YOUR GOAL: Which lines of the data contain the string "cliff"? Copy every one.
========================================================================
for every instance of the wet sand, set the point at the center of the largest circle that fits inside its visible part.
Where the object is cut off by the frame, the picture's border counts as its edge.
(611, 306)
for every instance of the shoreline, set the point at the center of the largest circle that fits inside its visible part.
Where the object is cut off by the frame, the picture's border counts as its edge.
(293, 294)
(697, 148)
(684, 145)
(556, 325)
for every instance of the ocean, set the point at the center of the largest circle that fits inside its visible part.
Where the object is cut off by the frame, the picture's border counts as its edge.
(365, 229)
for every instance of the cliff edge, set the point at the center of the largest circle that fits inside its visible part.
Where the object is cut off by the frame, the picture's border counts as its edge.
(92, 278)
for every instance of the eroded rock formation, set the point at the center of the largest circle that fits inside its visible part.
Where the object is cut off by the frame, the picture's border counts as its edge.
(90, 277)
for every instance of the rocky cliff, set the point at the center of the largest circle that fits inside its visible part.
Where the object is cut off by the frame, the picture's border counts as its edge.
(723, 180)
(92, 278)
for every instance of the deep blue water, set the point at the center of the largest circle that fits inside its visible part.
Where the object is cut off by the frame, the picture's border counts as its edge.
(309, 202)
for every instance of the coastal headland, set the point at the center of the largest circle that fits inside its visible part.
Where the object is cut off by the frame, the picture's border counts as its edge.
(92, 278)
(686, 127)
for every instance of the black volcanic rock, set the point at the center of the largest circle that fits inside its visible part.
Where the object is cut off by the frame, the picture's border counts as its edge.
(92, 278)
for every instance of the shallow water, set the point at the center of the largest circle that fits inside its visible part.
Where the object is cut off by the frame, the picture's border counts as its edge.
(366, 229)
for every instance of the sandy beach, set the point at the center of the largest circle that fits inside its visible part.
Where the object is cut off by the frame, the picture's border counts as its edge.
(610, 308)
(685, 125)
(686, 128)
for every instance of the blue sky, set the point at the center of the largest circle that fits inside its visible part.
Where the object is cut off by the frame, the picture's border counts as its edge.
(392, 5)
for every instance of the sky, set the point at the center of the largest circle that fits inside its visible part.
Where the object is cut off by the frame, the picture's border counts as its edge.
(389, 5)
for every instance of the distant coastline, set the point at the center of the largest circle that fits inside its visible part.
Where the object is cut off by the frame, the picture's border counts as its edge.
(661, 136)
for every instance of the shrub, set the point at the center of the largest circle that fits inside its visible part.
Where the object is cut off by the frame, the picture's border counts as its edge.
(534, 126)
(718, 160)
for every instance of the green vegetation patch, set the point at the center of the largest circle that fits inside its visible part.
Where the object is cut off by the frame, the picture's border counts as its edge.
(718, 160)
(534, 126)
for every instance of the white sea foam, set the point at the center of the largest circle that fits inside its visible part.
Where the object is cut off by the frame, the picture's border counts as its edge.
========================================================================
WRITTEN ANSWER:
for every instance of the cliff edge, set the point at the center of the largest circle that fits inside its visible part.
for every instance of the rocky cliff, set the point at the center of the largest circle that fits inside its visible part.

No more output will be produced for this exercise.